TINDAKAN YANG DIPERLUKAN -
• a. Menurut teks tentang keniscayaan, keniscayaan wujud segala sesuatu yang mungkin disebabkan oleh apa?
• b. Ringkaslah teks tentang keniscayaan dalam dua kalimat.
• c. Salin bagian teks tentang keniscayaan mulai dari kata-kata "Dalam terminologi falsafi, keniscayaan" dan terus sampai kata-kata "disebabkan oleh selainnya.".

BLOK TEKS -
——————————

Dalam terminologi falsafi, keniscayaan substansial berarti bahwa ketika kita mempredikasikan/mengafirmasikan keberadaan (wujud) kepada sesuatu, lalu kita katakan, "Sesuatu itu ada", keberadaan ini mesti bagi sesuatu itu. ia tidak bisa diasumsikan keterpisahannya dari sesuatu itu. sesuatu itu jika ada di luar, ia adalah wajibul wujud bidzzat, yang berdasarkan argumentasi, esa dan satu.

  1. Keniscayaan Aksidental

Segala sesuatu yang mungkin adalah realitas yang keberadaannya karena selainnya. Mungkin yaitu sesuatu yangs secara esensial dia tidak mengkonsekuensikan dirinya mengada, tidak pula menjadi tiada. Kalaupun dia mengada, maka keberadaannya bukan karena esensi dan dzatnya sendiri, tetapi karena ada sesuatu yang lain. Artinya, karena sebab-sebabnya lengkap dan memadai, maka iapun mengada secara pasti dan niscaya. Dengan demikian, keniscayaan wujudnya adalah disebabkan oleh selainnya.

——————————

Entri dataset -
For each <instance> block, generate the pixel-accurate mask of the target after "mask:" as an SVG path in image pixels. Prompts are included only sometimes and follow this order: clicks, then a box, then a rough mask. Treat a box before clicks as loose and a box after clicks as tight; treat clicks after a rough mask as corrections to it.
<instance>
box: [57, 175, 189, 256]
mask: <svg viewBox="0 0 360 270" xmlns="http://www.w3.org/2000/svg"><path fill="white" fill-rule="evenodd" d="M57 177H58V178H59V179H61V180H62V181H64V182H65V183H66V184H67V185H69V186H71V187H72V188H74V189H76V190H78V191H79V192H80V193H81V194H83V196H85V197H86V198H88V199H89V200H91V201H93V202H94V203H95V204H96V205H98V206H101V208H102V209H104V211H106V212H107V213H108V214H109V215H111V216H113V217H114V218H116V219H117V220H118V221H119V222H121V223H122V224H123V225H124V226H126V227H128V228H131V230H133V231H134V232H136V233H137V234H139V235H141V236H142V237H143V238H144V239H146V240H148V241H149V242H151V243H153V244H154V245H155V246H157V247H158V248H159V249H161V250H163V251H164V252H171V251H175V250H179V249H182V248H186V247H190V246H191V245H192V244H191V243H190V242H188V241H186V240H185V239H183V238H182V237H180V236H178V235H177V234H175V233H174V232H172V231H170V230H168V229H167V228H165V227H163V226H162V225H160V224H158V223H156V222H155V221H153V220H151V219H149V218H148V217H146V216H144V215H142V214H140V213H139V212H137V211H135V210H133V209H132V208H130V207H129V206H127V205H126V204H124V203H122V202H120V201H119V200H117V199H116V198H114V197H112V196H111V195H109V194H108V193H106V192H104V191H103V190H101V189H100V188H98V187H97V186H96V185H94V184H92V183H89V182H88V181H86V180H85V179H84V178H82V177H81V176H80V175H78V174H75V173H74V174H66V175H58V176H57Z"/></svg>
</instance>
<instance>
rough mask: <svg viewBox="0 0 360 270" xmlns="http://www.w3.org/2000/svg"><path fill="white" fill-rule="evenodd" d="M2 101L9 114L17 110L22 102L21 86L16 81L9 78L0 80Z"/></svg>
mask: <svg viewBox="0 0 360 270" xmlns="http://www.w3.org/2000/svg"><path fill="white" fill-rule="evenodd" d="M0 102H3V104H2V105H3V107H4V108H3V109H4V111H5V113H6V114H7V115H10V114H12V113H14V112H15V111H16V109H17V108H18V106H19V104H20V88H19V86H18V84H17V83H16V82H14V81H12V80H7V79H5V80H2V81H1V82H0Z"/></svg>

——————————

JAWABAN LATIHAN INI -
• a. Keniscayaan wujudnya disebabkan oleh selainnya.

• b. Keniscayaan substansial berarti keberadaan yang diafirmasikan kepada sesuatu mesti bagi sesuatu itu dan tidak bisa diasumsikan terpisah darinya; jika ada di luar, sesuatu itu adalah wajibul wujud bidzzat yang esa dan satu. Adapun sesuatu yang mungkin mengada bukan karena esensi dan dzatnya sendiri, melainkan karena sebab-sebabnya lengkap dan memadai, sehingga keniscayaan wujudnya disebabkan oleh selainnya.

• c.
Dalam terminologi falsafi, keniscayaan substansial berarti bahwa ketika kita mempredikasikan/mengafirmasikan keberadaan (wujud) kepada sesuatu, lalu kita katakan, "Sesuatu itu ada", keberadaan ini mesti bagi sesuatu itu. ia tidak bisa diasumsikan keterpisahannya dari sesuatu itu. sesuatu itu jika ada di luar, ia adalah wajibul wujud bidzzat, yang berdasarkan argumentasi, esa dan satu.

  1. Keniscayaan Aksidental

Segala sesuatu yang mungkin adalah realitas yang keberadaannya karena selainnya. Mungkin yaitu sesuatu yangs secara esensial dia tidak mengkonsekuensikan dirinya mengada, tidak pula menjadi tiada. Kalaupun dia mengada, maka keberadaannya bukan karena esensi dan dzatnya sendiri, tetapi karena ada sesuatu yang lain. Artinya, karena sebab-sebabnya lengkap dan memadai, maka iapun mengada secara pasti dan niscaya. Dengan demikian, keniscayaan wujudnya adalah disebabkan oleh selainnya.